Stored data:
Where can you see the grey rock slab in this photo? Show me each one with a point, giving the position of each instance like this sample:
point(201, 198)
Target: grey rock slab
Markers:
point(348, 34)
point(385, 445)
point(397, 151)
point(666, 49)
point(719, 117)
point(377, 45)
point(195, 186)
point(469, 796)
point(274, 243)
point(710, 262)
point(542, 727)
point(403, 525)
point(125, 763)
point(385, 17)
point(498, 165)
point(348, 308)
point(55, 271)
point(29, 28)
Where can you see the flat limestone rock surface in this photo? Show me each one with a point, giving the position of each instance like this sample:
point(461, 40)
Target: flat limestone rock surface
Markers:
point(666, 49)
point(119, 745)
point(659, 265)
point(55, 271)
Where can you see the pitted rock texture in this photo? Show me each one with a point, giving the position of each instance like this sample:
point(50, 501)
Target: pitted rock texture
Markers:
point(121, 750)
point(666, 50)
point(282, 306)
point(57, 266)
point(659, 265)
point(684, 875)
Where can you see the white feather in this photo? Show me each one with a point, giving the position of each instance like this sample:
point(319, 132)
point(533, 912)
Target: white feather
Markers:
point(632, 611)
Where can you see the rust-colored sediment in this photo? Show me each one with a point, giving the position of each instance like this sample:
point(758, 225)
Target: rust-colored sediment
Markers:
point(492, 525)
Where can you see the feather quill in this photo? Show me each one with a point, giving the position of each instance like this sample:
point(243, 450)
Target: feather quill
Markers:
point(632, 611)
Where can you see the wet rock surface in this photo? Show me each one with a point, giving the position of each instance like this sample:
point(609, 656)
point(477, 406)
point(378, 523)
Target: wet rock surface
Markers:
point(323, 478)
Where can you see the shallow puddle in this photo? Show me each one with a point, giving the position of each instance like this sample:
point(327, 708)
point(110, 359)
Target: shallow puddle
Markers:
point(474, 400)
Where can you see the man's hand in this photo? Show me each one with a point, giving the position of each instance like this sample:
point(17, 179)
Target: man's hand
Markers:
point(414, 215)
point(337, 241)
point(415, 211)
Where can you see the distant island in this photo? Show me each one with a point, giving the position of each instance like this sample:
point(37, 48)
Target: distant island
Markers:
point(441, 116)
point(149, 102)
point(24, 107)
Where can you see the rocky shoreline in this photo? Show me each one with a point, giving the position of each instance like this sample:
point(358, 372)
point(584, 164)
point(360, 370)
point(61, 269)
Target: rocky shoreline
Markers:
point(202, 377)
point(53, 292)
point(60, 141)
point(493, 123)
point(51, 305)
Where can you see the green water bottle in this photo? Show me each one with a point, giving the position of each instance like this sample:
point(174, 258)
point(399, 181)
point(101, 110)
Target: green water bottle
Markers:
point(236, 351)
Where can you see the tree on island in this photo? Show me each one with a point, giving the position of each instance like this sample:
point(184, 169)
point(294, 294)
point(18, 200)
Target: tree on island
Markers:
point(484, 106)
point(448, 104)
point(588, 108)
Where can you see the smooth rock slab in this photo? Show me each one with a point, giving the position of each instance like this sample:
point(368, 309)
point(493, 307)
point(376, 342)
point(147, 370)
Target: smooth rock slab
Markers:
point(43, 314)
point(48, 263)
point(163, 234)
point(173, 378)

(Exercise description): Rewrite all of the records above, changing every "Markers" to "Located points" and keeping everything else as it is.

(The output):
Where can you see the grey rock slab in this photo? Show me each one with a point, giving the position of each instance like this sample:
point(201, 198)
Target: grey rock slab
Located points:
point(348, 34)
point(385, 445)
point(397, 151)
point(666, 49)
point(719, 117)
point(377, 45)
point(195, 186)
point(469, 796)
point(274, 243)
point(710, 262)
point(542, 727)
point(403, 525)
point(125, 763)
point(385, 17)
point(498, 165)
point(348, 308)
point(55, 271)
point(29, 28)
Where can you see the flat limestone rock surface in this photo? Show me each one with a point, giving the position of each instance like this sample:
point(461, 40)
Target: flat limestone rock surface
Located points:
point(666, 49)
point(119, 745)
point(659, 265)
point(55, 271)
Where can you see the pitted rock texture in this photo? Show me each one with a point, giving the position of each instance like this sample:
point(50, 501)
Target: pitted rock texture
Located points:
point(121, 750)
point(666, 50)
point(282, 306)
point(57, 266)
point(659, 265)
point(684, 875)
Where can you see the white feather in this photo? Show me each one with a point, giving the position of each instance like this sample:
point(319, 132)
point(533, 912)
Target: white feather
Located points:
point(632, 611)
Where can you see the rust-colored sediment in this photo? Show me each one with a point, giving the position of each instance like this sample:
point(758, 225)
Target: rust-colored sediment
Located points:
point(492, 525)
Where can you see the feather quill in this photo? Show me each one with a point, giving the position of each instance like this sample:
point(243, 450)
Target: feather quill
Located points:
point(632, 611)
Where can you see the wet rock surface in this photo? Show me each one with a point, giving the position of each instance like this sample:
point(609, 656)
point(477, 406)
point(378, 523)
Target: wet rock surface
Located points:
point(323, 478)
Where can you see the shallow puddle in this photo? Show me each one with a point, giving the position of each instance like this sample:
point(327, 708)
point(110, 359)
Target: shallow puddle
Located points:
point(474, 400)
Where can you see the man's hand in this photo? Show me each one with a point, giving the position of each instance like this sample:
point(17, 179)
Target: man's hand
Located points:
point(414, 215)
point(337, 241)
point(415, 211)
Where can you see the distant island in this photo? Show me each one with a point, giving the position of each instance like this sample:
point(37, 48)
Target: distant island
Located points:
point(441, 116)
point(149, 102)
point(24, 107)
Where can you see the rocky shoreline in this photo? Show me each one with a point, giving the position of each instance like this sample:
point(358, 372)
point(584, 164)
point(360, 370)
point(61, 269)
Target: rocky shoreline
Located points:
point(202, 377)
point(53, 292)
point(60, 141)
point(493, 123)
point(51, 305)
Where can you see the green water bottle in this photo? Show me each one with a point, giving the position of each instance like this sample:
point(174, 258)
point(399, 181)
point(101, 110)
Target: green water bottle
Located points:
point(236, 351)
Where can you see the tree on island in this photo? Show me each one with a point, giving the position of each instance like this sample:
point(184, 169)
point(294, 294)
point(18, 200)
Target: tree on island
Located points:
point(484, 106)
point(448, 104)
point(588, 108)
Where can you see the smooth rock slab in this photo? Show me each one with a point, giving the position of each instance like this sample:
point(368, 309)
point(493, 307)
point(376, 342)
point(147, 370)
Target: smooth rock slab
Located points:
point(43, 314)
point(48, 263)
point(163, 234)
point(173, 378)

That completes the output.